### YOUR GOAL
Transcribe the lines below word for word, starting at the line that contains "Objective — one dot on each instance of the sign" and ending at the final line.

Labeled-object pointing lines
--

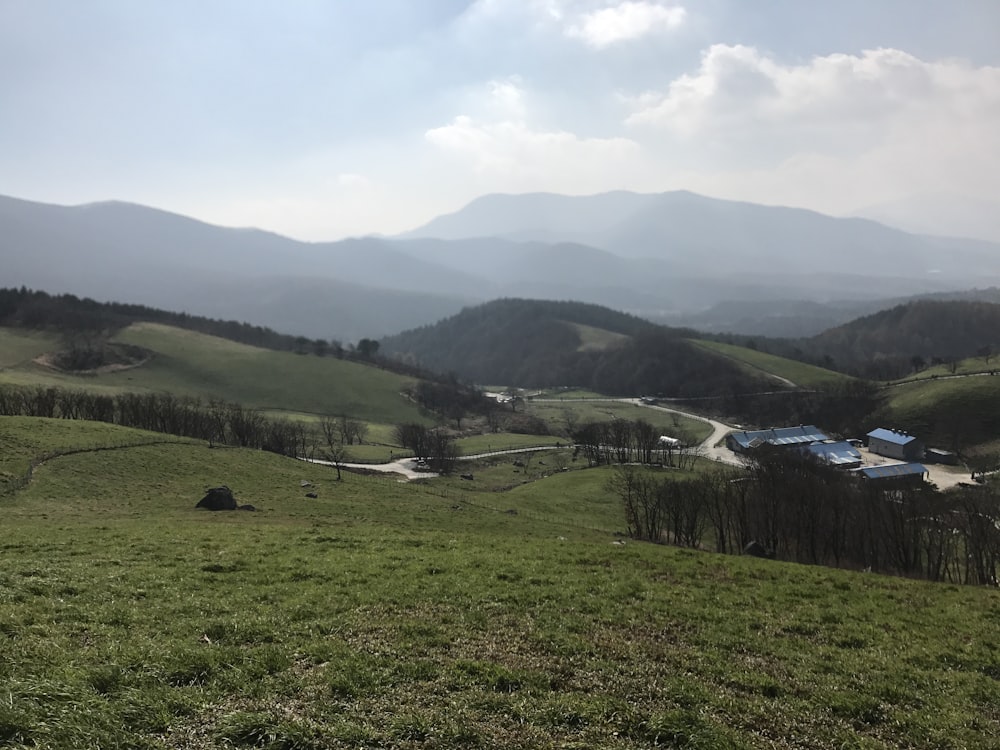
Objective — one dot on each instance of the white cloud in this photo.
(835, 132)
(598, 23)
(737, 87)
(507, 153)
(628, 20)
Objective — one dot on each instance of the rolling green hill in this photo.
(781, 369)
(891, 343)
(541, 344)
(956, 413)
(388, 615)
(194, 364)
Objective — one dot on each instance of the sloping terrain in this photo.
(381, 614)
(700, 235)
(953, 412)
(187, 363)
(782, 370)
(890, 343)
(533, 343)
(660, 256)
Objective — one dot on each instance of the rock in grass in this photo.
(218, 498)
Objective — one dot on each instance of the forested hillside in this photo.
(895, 342)
(531, 343)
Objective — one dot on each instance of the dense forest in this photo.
(894, 343)
(537, 344)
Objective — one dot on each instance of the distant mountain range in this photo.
(669, 257)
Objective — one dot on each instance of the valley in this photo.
(518, 523)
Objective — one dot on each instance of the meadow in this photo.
(439, 615)
(802, 374)
(187, 363)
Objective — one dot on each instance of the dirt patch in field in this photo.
(95, 359)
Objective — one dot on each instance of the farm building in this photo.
(741, 442)
(839, 453)
(895, 444)
(940, 456)
(909, 472)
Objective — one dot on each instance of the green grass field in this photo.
(19, 347)
(418, 616)
(800, 373)
(194, 364)
(567, 411)
(598, 339)
(953, 412)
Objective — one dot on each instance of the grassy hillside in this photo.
(598, 339)
(799, 373)
(955, 413)
(195, 364)
(544, 344)
(392, 615)
(18, 347)
(885, 344)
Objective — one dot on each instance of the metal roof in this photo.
(840, 453)
(891, 436)
(801, 435)
(893, 471)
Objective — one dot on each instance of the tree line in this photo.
(800, 509)
(622, 441)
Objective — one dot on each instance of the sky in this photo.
(321, 119)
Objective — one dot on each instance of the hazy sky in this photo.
(325, 118)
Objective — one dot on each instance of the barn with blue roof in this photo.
(837, 453)
(741, 442)
(908, 472)
(895, 444)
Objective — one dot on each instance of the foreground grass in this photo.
(389, 615)
(800, 373)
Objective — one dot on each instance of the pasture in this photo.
(756, 362)
(383, 614)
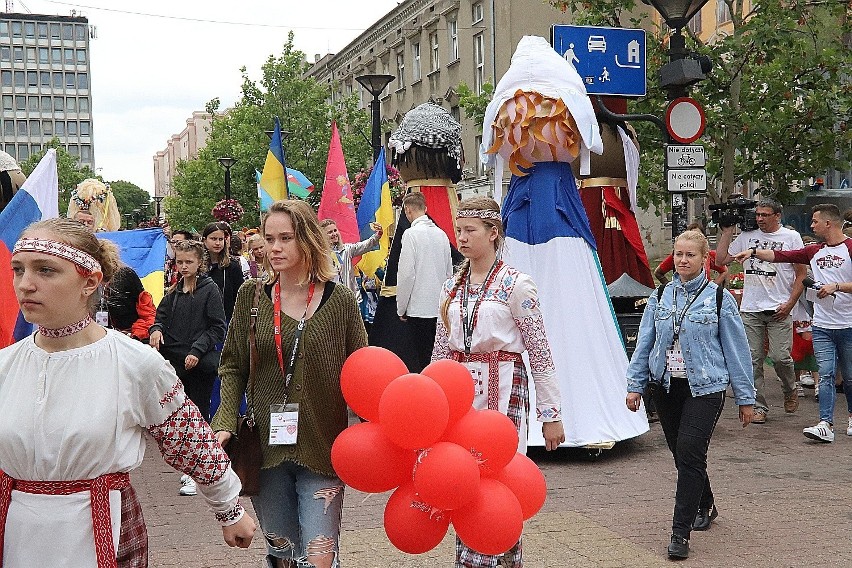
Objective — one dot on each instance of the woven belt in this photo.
(493, 359)
(99, 489)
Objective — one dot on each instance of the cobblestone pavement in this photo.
(784, 501)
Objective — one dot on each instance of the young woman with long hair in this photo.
(490, 315)
(306, 328)
(76, 400)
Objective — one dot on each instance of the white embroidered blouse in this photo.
(82, 413)
(509, 320)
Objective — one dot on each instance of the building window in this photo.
(478, 63)
(400, 70)
(694, 24)
(435, 59)
(453, 31)
(723, 12)
(415, 62)
(476, 12)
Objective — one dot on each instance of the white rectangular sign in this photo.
(687, 180)
(685, 156)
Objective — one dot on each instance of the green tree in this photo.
(777, 100)
(302, 105)
(70, 171)
(129, 197)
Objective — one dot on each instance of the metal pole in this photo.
(377, 127)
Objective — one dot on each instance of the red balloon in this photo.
(457, 383)
(365, 375)
(492, 523)
(366, 460)
(490, 436)
(526, 481)
(413, 411)
(411, 525)
(446, 475)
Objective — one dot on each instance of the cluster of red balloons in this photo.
(446, 461)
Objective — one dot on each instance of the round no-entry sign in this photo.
(685, 120)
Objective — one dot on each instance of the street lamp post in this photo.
(226, 163)
(375, 84)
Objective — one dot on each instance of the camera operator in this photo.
(832, 324)
(769, 293)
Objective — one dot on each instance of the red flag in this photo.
(337, 201)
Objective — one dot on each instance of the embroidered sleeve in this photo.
(526, 312)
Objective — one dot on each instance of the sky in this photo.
(153, 63)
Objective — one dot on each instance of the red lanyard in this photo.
(276, 319)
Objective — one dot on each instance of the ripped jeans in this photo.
(299, 513)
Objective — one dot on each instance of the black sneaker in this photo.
(679, 548)
(704, 518)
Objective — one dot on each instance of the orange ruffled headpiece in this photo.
(533, 128)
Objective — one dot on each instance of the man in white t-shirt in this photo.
(831, 263)
(769, 293)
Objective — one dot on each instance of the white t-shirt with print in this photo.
(767, 285)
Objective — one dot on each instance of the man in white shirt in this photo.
(831, 263)
(343, 253)
(424, 265)
(769, 293)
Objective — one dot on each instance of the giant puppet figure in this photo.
(427, 150)
(608, 193)
(539, 122)
(11, 178)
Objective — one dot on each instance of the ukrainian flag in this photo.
(375, 207)
(143, 250)
(273, 181)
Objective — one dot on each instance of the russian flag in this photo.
(38, 199)
(143, 250)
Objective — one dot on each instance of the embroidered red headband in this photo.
(479, 214)
(55, 248)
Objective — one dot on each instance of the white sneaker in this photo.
(822, 432)
(190, 489)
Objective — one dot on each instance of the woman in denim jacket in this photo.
(690, 350)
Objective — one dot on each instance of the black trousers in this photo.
(688, 422)
(198, 381)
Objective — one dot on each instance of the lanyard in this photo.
(679, 320)
(291, 362)
(469, 323)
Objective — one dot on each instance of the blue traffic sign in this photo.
(611, 61)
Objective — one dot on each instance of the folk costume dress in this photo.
(506, 321)
(539, 121)
(81, 414)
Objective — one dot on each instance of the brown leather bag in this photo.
(245, 448)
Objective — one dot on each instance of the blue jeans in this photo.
(299, 512)
(833, 351)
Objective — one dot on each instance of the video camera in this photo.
(739, 211)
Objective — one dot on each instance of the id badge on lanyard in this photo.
(283, 424)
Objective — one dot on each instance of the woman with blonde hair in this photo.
(490, 314)
(76, 400)
(306, 326)
(691, 346)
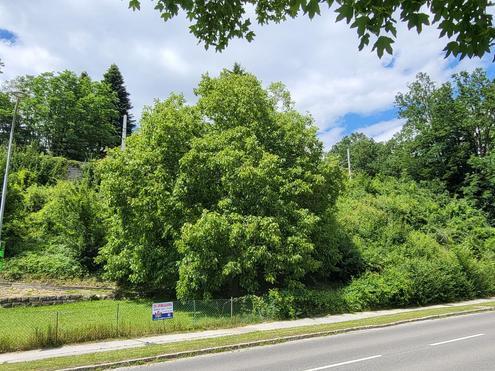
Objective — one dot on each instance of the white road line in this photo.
(457, 339)
(343, 363)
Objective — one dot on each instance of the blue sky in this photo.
(345, 90)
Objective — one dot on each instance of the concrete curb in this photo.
(192, 353)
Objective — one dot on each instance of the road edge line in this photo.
(278, 340)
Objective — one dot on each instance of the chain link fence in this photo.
(34, 327)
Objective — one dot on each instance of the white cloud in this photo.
(318, 60)
(384, 130)
(331, 136)
(173, 61)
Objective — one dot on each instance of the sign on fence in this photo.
(162, 310)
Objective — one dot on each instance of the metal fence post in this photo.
(56, 328)
(117, 318)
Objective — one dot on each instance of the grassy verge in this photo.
(24, 328)
(191, 346)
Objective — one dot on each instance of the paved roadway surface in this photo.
(456, 343)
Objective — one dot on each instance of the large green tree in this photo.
(467, 25)
(68, 115)
(113, 77)
(235, 190)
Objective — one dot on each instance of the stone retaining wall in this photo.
(35, 301)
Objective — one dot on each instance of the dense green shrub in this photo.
(418, 247)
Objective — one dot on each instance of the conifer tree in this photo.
(114, 78)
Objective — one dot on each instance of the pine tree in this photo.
(114, 78)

--

### IN RESPONSE
Objective — one dot on each instance of the sign on fence in this photo.
(162, 310)
Objective — one dot on each instance of the metal fence post in this photo.
(56, 328)
(117, 318)
Objective — one dot on each instance of the grassy verge in this photo.
(24, 328)
(191, 346)
Objective — one dot on each instance of the paved roadway surface in this photo.
(456, 343)
Objective — one dot on each instance of the large green tree in this photo.
(467, 25)
(68, 115)
(113, 77)
(235, 190)
Objective — one dot on each instance of the stone retaining wall in this photo.
(35, 301)
Objective — one dot on each instance of the dense green shrub in this photo.
(418, 247)
Objective — one dot on each instance of the conifer tree in this photo.
(114, 78)
Objective — one dot on each instance of the pine tree in this photo.
(114, 78)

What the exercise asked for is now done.